**SUPPLIED PASSAGE**
In only three months plastic grocery bags will be a thing of the past across New York State, and it will cost five cents in Tompkins County for each paper bag you get at the checkout counter.  The State and County are pushing us to bring our own reusable shopping bags whenever we need groceries. No doubt we'll adapt, but there are two major issues with this plan.  The first is the most obvious: remembering to bring our own bags is a lot less convenient. 

If you take environmental issues out of the mix, the current system is the best match for human nature.  You go to the store. You get stuff. The store gives you something to carry your stuff in.  No additional activity by the shopper is required (except paying).

With the new system, you go to the store.  You get out of your car.  You say, "Oh (expletive)!!!"  You get back in your car and drive home to get your reusable bags.  Now distracted by thoughts of the extra carbon emissions you just shot into the air in order to be earth-friendly you drive back to the store.  You get out of the car.  You get a cart and start wheeling it into the store.

You say, "Oh (expletive)!!!"  You leave the cart and walk back to the parking lot, because you were so distracted by that emissions thing that you forgot your bags.

So, again, except for the environmental impact, the new system is far inferior to the old one, human nature-wise.

**THE DATA**
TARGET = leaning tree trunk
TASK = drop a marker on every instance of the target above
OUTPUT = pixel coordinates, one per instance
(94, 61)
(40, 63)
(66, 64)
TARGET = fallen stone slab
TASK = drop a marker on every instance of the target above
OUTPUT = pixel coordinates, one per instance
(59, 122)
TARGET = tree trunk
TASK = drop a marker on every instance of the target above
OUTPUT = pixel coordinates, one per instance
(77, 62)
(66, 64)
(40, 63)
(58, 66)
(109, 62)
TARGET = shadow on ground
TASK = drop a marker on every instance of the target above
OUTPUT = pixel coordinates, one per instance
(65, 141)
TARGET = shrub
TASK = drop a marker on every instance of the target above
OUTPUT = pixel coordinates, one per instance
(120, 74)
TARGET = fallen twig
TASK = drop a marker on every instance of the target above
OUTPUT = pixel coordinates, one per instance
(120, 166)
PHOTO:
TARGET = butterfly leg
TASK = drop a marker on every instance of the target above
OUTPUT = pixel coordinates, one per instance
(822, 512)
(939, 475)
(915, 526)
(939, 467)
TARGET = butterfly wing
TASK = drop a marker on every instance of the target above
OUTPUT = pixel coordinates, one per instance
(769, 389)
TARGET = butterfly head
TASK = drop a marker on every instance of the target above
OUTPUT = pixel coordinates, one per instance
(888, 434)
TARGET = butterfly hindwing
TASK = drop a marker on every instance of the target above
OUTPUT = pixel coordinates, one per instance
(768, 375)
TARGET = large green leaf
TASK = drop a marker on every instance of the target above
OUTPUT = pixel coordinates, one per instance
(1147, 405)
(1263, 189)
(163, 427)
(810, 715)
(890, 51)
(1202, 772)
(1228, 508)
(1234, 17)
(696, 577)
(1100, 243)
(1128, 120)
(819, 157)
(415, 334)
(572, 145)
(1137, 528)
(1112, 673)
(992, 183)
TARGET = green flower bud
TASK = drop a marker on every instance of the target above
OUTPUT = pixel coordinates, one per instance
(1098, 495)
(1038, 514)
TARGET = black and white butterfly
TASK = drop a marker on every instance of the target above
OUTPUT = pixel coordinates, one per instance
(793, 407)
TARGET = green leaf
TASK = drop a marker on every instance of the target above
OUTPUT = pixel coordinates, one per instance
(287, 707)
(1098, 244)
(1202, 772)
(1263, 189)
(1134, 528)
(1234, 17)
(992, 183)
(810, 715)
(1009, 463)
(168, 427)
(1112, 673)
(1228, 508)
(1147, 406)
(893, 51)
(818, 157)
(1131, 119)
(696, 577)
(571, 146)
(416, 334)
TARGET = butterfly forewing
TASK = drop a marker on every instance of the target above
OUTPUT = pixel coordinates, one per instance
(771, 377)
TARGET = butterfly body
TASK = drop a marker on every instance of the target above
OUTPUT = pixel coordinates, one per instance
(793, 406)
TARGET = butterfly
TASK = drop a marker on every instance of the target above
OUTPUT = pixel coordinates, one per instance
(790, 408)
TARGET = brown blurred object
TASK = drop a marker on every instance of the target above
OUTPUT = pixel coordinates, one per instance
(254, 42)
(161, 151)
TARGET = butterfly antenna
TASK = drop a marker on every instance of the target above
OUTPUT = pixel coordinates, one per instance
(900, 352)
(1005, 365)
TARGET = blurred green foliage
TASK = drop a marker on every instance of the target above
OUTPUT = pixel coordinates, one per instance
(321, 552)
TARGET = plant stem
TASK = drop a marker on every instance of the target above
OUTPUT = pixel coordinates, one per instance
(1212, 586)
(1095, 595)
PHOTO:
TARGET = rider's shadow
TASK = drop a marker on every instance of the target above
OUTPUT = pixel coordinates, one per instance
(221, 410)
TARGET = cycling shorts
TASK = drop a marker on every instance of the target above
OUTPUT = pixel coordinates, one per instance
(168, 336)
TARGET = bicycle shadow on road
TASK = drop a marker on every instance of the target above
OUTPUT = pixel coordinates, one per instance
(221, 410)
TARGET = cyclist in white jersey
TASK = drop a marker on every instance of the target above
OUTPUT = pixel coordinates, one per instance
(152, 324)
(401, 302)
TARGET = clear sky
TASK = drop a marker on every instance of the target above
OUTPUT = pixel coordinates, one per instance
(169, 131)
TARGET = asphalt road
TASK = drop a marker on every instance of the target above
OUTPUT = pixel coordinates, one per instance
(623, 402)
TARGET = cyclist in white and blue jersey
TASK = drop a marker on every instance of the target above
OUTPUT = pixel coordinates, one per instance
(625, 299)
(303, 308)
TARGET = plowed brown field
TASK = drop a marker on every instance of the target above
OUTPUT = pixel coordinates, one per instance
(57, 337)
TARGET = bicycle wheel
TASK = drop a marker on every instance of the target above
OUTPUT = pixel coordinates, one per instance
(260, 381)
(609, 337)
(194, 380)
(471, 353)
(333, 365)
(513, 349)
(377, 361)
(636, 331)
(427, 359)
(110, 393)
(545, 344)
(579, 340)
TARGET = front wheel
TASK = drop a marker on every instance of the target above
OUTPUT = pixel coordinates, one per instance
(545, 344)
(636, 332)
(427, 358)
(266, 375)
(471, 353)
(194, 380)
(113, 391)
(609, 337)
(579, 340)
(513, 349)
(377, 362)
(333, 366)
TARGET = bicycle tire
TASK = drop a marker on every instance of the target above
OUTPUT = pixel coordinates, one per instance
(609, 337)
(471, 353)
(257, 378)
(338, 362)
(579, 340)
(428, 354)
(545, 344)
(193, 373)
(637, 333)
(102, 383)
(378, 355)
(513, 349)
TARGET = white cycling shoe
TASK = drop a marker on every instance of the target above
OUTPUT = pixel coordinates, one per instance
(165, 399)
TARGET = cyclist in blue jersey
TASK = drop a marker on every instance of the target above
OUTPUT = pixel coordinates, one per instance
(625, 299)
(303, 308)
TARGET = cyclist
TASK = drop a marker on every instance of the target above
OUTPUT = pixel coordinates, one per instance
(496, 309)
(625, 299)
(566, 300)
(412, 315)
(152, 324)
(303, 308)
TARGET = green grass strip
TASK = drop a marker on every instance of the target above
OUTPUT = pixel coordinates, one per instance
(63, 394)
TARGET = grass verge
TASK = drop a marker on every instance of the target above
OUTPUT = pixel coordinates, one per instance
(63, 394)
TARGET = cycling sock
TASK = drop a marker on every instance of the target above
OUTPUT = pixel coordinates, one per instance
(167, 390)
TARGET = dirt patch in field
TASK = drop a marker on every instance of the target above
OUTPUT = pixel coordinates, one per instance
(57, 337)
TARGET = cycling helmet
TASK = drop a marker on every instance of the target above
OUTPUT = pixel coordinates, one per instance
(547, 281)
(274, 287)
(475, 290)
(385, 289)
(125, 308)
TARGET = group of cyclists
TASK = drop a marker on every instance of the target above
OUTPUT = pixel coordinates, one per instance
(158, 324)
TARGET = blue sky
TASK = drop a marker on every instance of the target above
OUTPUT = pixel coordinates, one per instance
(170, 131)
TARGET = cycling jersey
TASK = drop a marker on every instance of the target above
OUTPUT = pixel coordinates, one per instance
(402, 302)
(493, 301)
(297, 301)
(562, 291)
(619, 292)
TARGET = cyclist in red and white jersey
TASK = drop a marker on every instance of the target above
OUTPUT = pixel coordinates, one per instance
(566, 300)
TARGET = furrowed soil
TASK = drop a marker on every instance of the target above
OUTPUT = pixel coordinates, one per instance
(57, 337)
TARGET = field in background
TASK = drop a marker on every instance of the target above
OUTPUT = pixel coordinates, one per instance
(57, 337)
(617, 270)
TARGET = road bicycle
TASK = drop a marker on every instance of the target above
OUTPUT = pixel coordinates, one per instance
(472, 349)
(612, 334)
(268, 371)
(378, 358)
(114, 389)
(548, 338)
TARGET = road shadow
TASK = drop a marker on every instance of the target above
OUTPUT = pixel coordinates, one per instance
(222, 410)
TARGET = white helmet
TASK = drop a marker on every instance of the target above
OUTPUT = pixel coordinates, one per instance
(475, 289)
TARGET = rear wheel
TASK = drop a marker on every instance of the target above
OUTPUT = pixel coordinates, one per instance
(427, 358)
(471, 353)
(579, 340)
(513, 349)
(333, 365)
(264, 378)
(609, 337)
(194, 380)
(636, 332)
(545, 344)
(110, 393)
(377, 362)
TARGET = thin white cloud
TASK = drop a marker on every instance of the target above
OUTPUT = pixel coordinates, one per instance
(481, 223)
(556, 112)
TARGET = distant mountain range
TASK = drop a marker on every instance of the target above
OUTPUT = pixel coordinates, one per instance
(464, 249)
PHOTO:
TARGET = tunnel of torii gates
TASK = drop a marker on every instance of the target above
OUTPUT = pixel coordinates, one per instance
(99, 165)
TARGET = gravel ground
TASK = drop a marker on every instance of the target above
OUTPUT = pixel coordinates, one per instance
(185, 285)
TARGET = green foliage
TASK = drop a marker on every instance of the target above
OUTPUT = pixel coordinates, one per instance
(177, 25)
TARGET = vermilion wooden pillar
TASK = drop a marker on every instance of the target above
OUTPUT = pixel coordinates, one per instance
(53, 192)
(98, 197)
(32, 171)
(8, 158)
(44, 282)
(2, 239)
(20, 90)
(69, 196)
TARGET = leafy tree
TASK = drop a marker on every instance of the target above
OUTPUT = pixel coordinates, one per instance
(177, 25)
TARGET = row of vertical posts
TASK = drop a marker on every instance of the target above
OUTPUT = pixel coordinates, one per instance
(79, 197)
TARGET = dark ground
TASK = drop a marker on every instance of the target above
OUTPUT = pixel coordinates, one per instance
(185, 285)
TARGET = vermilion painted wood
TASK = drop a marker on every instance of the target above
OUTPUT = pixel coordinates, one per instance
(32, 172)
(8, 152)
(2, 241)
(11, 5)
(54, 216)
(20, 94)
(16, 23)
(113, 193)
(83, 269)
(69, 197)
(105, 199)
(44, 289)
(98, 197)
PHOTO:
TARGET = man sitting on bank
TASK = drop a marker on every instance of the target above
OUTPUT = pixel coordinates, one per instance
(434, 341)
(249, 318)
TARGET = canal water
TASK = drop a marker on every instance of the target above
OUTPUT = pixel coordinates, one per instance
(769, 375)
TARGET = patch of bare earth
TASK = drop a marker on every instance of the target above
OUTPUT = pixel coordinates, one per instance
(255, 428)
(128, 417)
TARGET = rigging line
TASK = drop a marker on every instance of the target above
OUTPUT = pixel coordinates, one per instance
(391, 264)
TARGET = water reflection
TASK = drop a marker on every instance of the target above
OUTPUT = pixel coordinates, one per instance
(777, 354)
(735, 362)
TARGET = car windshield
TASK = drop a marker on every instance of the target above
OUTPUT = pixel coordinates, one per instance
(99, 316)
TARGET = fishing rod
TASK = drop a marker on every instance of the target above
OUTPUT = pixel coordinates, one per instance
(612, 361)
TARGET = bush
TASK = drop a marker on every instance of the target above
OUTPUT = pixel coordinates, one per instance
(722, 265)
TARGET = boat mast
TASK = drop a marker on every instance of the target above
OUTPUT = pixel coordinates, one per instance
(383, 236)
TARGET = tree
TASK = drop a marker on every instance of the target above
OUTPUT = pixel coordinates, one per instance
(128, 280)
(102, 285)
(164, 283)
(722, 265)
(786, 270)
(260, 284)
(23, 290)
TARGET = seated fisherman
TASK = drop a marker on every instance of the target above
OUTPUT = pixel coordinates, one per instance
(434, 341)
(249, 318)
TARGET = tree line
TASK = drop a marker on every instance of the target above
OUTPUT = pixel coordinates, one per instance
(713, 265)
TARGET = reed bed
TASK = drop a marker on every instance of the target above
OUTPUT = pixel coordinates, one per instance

**WHAT TO WORK ON**
**A.** From the grocery bag piece, copy the words from "If you take" to "into the store.".
**B.** Translate this sentence from the grocery bag piece into Spanish: "You get back in your car and drive home to get your reusable bags."
**C.** Write what follows next in the grocery bag piece, picking up after its final sentence.

**TASK-BY-TASK OUTPUTS**
**A.**
If you take environmental issues out of the mix, the current system is the best match for human nature.  You go to the store. You get stuff. The store gives you something to carry your stuff in.  No additional activity by the shopper is required (except paying).

With the new system, you go to the store.  You get out of your car.  You say, "Oh (expletive)!!!"  You get back in your car and drive home to get your reusable bags.  Now distracted by thoughts of the extra carbon emissions you just shot into the air in order to be earth-friendly you drive back to the store.  You get out of the car.  You get a cart and start wheeling it into the store.

**B.** Vuelves a subir a tu coche y conduces a casa para buscar tus bolsas reutilizables.

**C.**
The second major issue is that reusable shopping bags can kill you.  In 2017 University of Arizona and Loma Linda University researchers found in a random sampling of reusable bags shoppers brought into grocery stores, that almost 50% contained coliform bacteria and 12% tested positive for E. Coli.  They also found that meat juice leaking into the bags grew bacteria tenfold when left in the car for two hours. I believe the word that best describes all this is "ew".

So now you have to add regularly washing your reusable bags to an already awful system, and the new system is even worse.

Paper bags are both recyclable and they break back down without harming the environment, or at least they should.  And many disposable products are being made of vegetables and potatoes these days, so if paper is too harmful, then maybe there is a market for someone to make potato-based grocery bags so we can go back to the old system,which works great and takes human nature into account.

And how great would those bags be if we could put them in a pot of water after we put our groceries away, add some onions and celery and make potato soup!